-- TAREA ASIGNADA A --
En el texto sobre la lechuza, cambia «lector» por «intérprete» y copia el pasaje que empieza en «El ave planea» y termina tras «desde la escritura.».
-- TAREA ASIGNADA B --
Prosigue el texto sobre la lechuza a partir de su última oración.

-- TEXTO PARA LEER --
★ ★ ★ ★ ★ ★ ★
Lechuza blanca / Nieve para la imaginación

José Martín Hurtado Galves

  · lunes 16 de abril de 2018

La lechuza da vuelta a su cabeza. Mira la realidad desde diferentes ángulos y —como consecuencia— ésta se multiplica en apariencias intermitentes. Voces escriturísticas para una mirada que burila su ser-siendo desde una constante aprehensión dialógica del texto.

El ave planea sobre el texto. Hermeneusis de alas silenciosas que explota al hacer implosión en sí, volumen que superpone el punto leído desde límites equidistantes de la letra-[realidad]-mediatriz. Cualquier distancia es proporcionalmente bidireccional a la intención (enunciada o no) del lector que se rebasa a sí mismo cuando se lee al leer la página escrita.

Leer es una forma [incierta] de «ser» desde la escritura.
★ ★ ★ ★ ★ ★ ★
-- DATOS PROPORCIONADOS --

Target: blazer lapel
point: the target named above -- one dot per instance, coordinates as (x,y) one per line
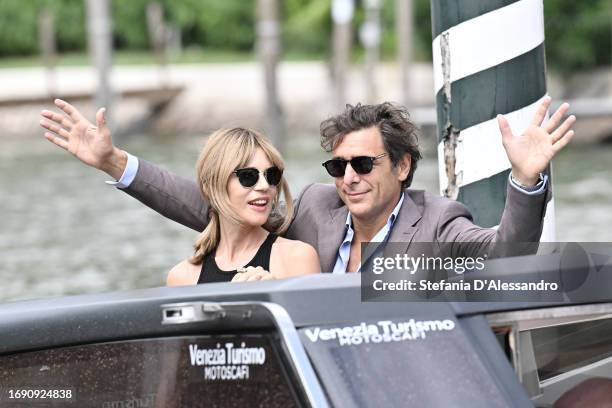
★ ★ ★ ★ ★ ★ ★
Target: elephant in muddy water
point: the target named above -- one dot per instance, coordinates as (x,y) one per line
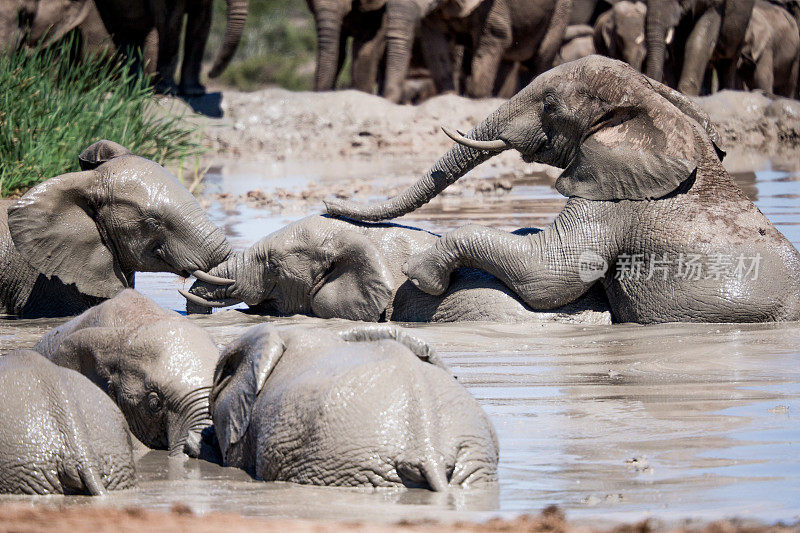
★ ★ ★ ★ ★ ★ ★
-- RESULTADO DEL EJERCICIO A --
El ave planea sobre el texto. Hermeneusis de alas silenciosas que explota al hacer implosión en sí, volumen que superpone el punto leído desde límites equidistantes de la letra-[realidad]-mediatriz. Cualquier distancia es proporcionalmente bidireccional a la intención (enunciada o no) del intérprete que se rebasa a sí mismo cuando se lee al leer la página escrita.

Leer es una forma [incierta] de «ser» desde la escritura.

-- RESULTADO DEL EJERCICIO B --
Es importante tener en cuenta que el texto es |casi| como las construcciones tainas (o tenadas) de las montañas en España (donde se guarda el ganado): refugio de almas rumiantes que se guarecen para no perecer a causa de algún predador. Después de todo, leer es un proceso de construcción ontológica que requiere de silencios sedentarios seguros. Así, la página (casi siempre peregrina) muta su aprehensión en letras-voces-intermitentes que, como vidrios de colores, multiplican el silencio en seres fantásticos para la imaginación. Diálisis que vuelve metanoia la voz leída.

Lo anterior demuestra que el ʻfinʼ no es necesariamente el conocimiento o la reafirmación de tal o cual tesis (la antítesis también es posible): la lectura puede ser un fin-en-sí-misma (realidad literaria al fin). Esto lo sabe la lechuza-lectora, a partir de que sus ojos inundan el papel en el que se posa para advertir (y revertir) la realidad en la que se haya. |Circunscripción in situ|. A esto hay que subrayar el hecho de que este «ver» puede ser panóptico, incluso cuando se está inmerso en la oscuridad.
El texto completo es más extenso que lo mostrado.